Some rows:
"""
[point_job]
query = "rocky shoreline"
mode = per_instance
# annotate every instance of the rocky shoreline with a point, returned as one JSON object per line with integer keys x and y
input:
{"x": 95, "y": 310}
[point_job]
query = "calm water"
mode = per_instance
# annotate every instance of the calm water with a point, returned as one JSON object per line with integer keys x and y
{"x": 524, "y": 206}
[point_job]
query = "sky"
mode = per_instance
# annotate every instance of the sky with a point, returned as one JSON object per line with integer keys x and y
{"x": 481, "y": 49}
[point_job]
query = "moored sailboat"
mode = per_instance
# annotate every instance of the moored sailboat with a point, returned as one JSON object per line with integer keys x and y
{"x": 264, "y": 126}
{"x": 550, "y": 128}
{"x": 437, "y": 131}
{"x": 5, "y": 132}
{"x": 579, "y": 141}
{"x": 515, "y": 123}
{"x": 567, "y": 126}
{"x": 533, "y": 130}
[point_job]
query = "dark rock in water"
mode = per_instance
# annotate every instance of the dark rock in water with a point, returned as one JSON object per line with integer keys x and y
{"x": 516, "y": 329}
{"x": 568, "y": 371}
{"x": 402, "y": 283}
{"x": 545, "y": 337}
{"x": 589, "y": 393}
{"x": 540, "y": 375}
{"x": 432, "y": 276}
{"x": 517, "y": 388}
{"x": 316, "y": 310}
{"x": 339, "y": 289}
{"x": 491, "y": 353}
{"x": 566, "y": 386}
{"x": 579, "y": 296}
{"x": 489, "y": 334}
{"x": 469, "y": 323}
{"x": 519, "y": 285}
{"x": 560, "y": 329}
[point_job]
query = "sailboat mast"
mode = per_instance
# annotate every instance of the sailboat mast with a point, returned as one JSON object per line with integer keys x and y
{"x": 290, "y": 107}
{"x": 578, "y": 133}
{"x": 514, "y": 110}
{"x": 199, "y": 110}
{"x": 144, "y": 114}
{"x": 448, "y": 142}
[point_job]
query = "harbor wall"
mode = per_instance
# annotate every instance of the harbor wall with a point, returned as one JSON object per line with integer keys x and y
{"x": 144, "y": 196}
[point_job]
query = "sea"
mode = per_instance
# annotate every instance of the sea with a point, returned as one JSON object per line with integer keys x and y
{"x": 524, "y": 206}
"""
"""
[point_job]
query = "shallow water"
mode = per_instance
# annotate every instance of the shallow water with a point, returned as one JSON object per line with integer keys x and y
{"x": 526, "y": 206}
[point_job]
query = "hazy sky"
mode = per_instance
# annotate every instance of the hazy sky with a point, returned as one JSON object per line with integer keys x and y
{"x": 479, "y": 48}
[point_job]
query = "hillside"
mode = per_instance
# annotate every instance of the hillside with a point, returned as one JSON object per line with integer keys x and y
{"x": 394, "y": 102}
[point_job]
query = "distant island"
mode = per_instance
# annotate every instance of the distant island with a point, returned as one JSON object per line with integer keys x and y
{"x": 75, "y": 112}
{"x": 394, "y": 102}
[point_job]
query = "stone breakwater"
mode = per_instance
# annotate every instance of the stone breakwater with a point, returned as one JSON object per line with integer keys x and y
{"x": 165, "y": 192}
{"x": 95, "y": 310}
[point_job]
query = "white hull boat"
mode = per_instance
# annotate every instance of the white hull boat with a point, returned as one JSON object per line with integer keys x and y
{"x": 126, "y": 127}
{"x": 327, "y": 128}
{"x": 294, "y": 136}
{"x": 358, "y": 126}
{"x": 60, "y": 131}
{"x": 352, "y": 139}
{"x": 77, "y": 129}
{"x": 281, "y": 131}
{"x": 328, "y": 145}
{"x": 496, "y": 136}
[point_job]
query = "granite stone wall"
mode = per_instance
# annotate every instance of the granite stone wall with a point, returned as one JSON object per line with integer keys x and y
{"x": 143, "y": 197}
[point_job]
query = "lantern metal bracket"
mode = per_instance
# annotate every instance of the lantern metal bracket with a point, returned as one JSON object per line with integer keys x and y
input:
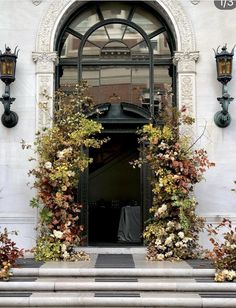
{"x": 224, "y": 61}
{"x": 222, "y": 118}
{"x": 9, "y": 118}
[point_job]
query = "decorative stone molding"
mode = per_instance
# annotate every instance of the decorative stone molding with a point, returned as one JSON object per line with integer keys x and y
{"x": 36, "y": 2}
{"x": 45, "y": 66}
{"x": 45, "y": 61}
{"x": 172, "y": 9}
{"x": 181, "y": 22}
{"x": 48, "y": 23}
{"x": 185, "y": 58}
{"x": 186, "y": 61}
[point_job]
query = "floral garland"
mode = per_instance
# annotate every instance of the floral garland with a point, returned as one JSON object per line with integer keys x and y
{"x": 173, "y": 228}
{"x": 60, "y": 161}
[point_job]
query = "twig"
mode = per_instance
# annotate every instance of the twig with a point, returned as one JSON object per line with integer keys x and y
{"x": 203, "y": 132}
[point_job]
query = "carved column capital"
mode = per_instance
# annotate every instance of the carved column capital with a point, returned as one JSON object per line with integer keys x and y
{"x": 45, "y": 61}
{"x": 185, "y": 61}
"""
> **STATED TASK**
Count the lines of the rows above that contain the word "island". Reply with the number alone.

> **SOLUTION**
2